**Text shown**

● ● ● ● ● ● ●

I'm an avid Billy Crystal fan, and though he's not the star of the film, I was really looking forward to this movie--being that he also co-wrote the script. There are some trademark zingers you'd anticipate from the Oscar's favorite MC: "Sixty pounds? That's a Backstreet Boy."
The cast is superb. Hank Azaria, like always, steals the show. He is absolutely hilarious as Catherine Zeta-Jones' new Spanish lover. There is a great scene near the end where he gets outraged at a rumor of his inadequate "size." Just like his role as the flamboyant butler in "The Birdcage" he brings out tons of laughs, taking on a phony accent. He really is a man of extraordinary talent. John Cusack shows us his more...goofy side. I've always enjoyed him in past movies, but he usually plays the straight man. This was something different. Well, I guess you can say he plays the straight man, but he stumbles into all sorts of slapstick situations that causes him to overreact in comic fashions. And he's great at it! Julia Roberts is...well...Julia Roberts. I have nothing against Julia, but I don't patronize her in the same way others do. I don't think she's the most beautiful woman and I don't think she's the most brilliant actress. But I'm sure many were looking forward to this movie because of Julia, and if you're one of those people, you won't be disappointed. Catherine Zeta-Jones is extremely beautiful, but she is so great as the whiny, bitchy ex-wife of Cusack/spoiled actress that I wanted to stab her every moment she was on screen. Alan Arkin is funny as the pretentious, preposterous spiritual healer. There is a great deleted scene with him and Cusack over the phone, while Arkin rides the streets of Vegas in a pink convertible. Those renting the DVD--don't skip the deleted scenes! And last but not least, Christopher Walken (Da Man!) has a brief but memorable appearance as reclusive director Hal Wideman.
Don't expect any surprises. The story's as predictable as can be. The whole movie is superficial fluff. But it's enjoyable superficial fluff. If you just want to kick back, have some good laughs, without having to kill any brain cells--curl up on the couch with your man or woman and watch "America's Sweethearts."

● ● ● ● ● ● ●

**Extracted entries**
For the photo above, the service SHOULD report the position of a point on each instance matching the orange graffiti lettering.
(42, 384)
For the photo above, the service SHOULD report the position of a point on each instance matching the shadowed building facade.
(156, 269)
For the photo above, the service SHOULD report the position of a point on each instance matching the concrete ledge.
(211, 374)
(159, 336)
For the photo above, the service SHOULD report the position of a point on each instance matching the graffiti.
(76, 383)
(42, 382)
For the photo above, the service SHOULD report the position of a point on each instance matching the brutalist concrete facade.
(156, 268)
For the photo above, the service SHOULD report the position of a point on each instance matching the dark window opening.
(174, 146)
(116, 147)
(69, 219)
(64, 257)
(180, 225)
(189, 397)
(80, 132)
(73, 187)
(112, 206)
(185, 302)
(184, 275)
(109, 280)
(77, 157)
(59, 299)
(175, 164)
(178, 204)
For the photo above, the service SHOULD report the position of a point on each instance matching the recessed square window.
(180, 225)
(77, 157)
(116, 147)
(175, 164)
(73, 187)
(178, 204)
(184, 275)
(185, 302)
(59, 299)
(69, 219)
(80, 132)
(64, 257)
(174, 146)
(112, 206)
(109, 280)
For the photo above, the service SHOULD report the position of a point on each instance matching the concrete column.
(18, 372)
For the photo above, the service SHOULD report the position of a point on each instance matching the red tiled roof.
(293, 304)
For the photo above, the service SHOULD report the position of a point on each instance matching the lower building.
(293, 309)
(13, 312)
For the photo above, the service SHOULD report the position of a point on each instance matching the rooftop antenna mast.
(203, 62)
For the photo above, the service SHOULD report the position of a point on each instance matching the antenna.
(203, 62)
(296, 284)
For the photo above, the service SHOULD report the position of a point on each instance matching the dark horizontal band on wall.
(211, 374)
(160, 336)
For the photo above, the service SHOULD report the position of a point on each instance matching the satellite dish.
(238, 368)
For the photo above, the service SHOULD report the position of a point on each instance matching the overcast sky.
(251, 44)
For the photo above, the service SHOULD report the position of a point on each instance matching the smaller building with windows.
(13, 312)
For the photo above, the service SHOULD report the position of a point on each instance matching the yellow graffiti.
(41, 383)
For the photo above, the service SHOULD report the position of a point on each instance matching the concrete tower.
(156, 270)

● ● ● ● ● ● ●

**Task**
In the review of "America's Sweethearts," what character does Christopher Walken play?

**Result of the task**
He plays the reclusive director Hal Wideman.